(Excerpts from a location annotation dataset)
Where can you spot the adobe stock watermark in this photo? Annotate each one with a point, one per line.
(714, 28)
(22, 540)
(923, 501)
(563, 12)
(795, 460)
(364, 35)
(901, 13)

- THE PROBLEM -
Return every line of the records above unchanged, in the same order.

- FINISHED TASK -
Where can you spot the adobe stock watermark in this photo? Annotate each one with a point, one per line.
(714, 28)
(22, 540)
(923, 501)
(563, 12)
(795, 460)
(364, 35)
(901, 13)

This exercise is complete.